** DEINE AUFGABE **
Bitte gib alle folgenden Datensätze Zeile für Zeile unverändert aus.

▬▬▬▬▬▬

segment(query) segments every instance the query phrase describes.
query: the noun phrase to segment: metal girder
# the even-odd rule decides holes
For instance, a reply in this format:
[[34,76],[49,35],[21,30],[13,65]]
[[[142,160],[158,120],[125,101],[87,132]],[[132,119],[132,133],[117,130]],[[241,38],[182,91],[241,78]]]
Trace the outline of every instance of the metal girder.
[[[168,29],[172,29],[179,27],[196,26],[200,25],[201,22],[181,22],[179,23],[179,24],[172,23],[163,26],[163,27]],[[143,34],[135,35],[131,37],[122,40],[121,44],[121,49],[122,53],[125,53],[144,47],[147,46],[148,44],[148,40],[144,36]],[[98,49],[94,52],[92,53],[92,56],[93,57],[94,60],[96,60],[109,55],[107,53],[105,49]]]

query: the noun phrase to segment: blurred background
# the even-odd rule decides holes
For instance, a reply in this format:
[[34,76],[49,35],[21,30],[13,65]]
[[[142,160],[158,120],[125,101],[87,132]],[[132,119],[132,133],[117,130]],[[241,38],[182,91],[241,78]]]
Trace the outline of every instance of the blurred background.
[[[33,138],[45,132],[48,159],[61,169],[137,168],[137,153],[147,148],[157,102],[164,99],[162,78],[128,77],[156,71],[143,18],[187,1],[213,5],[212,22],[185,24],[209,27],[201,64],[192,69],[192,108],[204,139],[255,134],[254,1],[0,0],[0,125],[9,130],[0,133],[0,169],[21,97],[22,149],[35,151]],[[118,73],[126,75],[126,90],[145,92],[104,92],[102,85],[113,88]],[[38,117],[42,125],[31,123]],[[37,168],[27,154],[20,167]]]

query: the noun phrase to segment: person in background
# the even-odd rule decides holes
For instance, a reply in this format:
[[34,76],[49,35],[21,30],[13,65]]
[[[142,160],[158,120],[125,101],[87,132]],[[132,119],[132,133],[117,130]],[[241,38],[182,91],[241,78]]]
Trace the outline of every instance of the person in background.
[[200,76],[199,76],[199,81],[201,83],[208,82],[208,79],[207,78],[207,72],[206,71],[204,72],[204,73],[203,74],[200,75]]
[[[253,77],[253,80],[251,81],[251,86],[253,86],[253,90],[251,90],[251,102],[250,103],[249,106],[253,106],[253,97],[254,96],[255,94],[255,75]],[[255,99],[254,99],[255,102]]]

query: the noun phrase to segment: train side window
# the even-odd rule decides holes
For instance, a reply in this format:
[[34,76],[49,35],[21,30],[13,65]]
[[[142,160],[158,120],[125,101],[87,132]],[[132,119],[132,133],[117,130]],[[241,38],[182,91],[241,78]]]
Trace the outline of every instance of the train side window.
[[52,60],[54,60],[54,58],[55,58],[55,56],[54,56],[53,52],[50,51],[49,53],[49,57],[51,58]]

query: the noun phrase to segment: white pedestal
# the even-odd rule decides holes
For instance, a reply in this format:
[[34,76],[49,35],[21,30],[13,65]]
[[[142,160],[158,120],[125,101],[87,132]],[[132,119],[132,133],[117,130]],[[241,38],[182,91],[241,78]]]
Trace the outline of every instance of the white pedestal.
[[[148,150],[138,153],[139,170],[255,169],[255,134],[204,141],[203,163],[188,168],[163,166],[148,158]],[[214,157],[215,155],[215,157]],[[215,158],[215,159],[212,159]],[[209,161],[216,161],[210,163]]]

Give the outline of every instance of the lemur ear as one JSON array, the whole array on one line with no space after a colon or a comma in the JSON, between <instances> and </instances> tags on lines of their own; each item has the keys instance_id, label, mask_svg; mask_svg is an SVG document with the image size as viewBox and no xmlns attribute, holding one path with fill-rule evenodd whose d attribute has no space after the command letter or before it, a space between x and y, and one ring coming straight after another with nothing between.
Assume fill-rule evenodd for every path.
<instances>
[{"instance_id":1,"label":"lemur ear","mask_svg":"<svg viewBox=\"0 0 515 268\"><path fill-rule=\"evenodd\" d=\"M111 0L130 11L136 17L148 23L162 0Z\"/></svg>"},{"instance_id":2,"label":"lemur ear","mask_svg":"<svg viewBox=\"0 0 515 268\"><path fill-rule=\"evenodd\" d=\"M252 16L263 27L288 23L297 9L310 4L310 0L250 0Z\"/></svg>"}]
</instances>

▬▬▬▬▬▬

** LÖSUNG DER AUFGABE **
segment(query) segments every instance the query phrase describes.
query: the noun phrase to segment: metal girder
# the even-odd rule decides holes
For instance, a reply in this format:
[[34,76],[49,35],[21,30],[13,65]]
[[[142,160],[158,120],[125,101],[87,132]],[[132,119],[132,133],[117,130]],[[241,38],[182,91],[241,78]]]
Trace the outline of every instance of the metal girder.
[[[168,29],[172,29],[179,27],[196,26],[200,25],[201,22],[181,22],[179,23],[179,24],[172,23],[163,26],[163,27]],[[143,34],[135,35],[131,37],[122,40],[121,44],[121,49],[122,53],[125,53],[144,47],[147,46],[148,44],[148,40],[144,36]],[[98,49],[94,52],[92,53],[92,56],[93,57],[94,60],[96,60],[109,55],[107,53],[105,49]]]

query: the noun phrase to segment: blurred background
# the even-odd rule decides holes
For instance, a reply in this format:
[[34,76],[49,35],[21,30],[13,65]]
[[[142,160],[158,120],[125,101],[87,132]],[[132,119],[132,133],[117,130]],[[241,38],[182,91],[241,78]]]
Trace the outline of every instance of the blurred background.
[[[33,138],[45,132],[48,159],[61,169],[137,168],[137,153],[147,148],[157,102],[164,99],[162,78],[128,77],[156,71],[143,18],[187,1],[213,5],[212,22],[185,24],[209,27],[201,64],[192,69],[192,108],[204,139],[255,134],[254,1],[0,0],[0,125],[9,130],[0,133],[0,169],[21,97],[22,149],[35,151]],[[118,73],[126,75],[126,90],[145,92],[104,92],[102,85],[113,88]],[[38,117],[42,125],[31,123]],[[37,168],[27,154],[20,167]]]

query: the noun phrase to segment: person in background
# the even-odd rule decides holes
For instance, a reply in this format:
[[34,76],[49,35],[21,30],[13,65]]
[[[142,160],[158,120],[125,101],[87,132]],[[132,119],[132,133],[117,130]],[[241,38],[182,91],[241,78]]]
Trace the outline of every instance of the person in background.
[[200,76],[199,76],[199,81],[201,83],[208,82],[208,79],[207,78],[207,72],[206,71],[204,72],[204,73],[203,74],[200,75]]
[[[253,77],[253,80],[251,81],[251,86],[253,86],[253,90],[251,90],[251,102],[250,103],[249,106],[253,106],[253,97],[254,96],[255,94],[255,75]],[[255,99],[254,99],[255,102]]]

query: the noun phrase to segment: train side window
# the even-odd rule decides holes
For instance, a reply in this format:
[[34,76],[49,35],[21,30],[13,65]]
[[[142,160],[158,120],[125,101],[87,132]],[[132,119],[132,133],[117,130]],[[241,38],[182,91],[241,78]]]
Trace the outline of every instance of the train side window.
[[52,60],[54,60],[54,58],[55,58],[55,56],[54,56],[53,52],[50,51],[49,53],[49,57],[51,58]]

query: the noun phrase to segment: white pedestal
# the even-odd rule decides holes
For instance, a reply in this format:
[[34,76],[49,35],[21,30],[13,65]]
[[[142,160],[158,120],[125,101],[87,132]],[[132,119],[132,133],[117,130]],[[241,38],[182,91],[241,78]]]
Trace the outline of every instance of the white pedestal.
[[[148,150],[138,153],[139,170],[255,169],[255,134],[204,141],[203,163],[188,168],[163,166],[148,158]],[[214,157],[215,155],[215,157]],[[215,158],[215,159],[212,159]],[[209,161],[216,161],[210,163]]]

Give the outline of every instance of the lemur ear as one JSON array, the whole array on one line with no space after a colon or a comma in the JSON, between <instances> and </instances> tags on lines of their own; each item has the keys instance_id, label, mask_svg; mask_svg is an SVG document with the image size as viewBox and no xmlns attribute, holding one path with fill-rule evenodd whose d attribute has no space after the command letter or before it, a space between x and y, and one ring coming straight after another with nothing between.
Assume fill-rule evenodd for every path.
<instances>
[{"instance_id":1,"label":"lemur ear","mask_svg":"<svg viewBox=\"0 0 515 268\"><path fill-rule=\"evenodd\" d=\"M111 0L130 11L136 17L148 23L162 0Z\"/></svg>"},{"instance_id":2,"label":"lemur ear","mask_svg":"<svg viewBox=\"0 0 515 268\"><path fill-rule=\"evenodd\" d=\"M252 16L263 27L288 23L297 9L310 4L310 0L250 0Z\"/></svg>"}]
</instances>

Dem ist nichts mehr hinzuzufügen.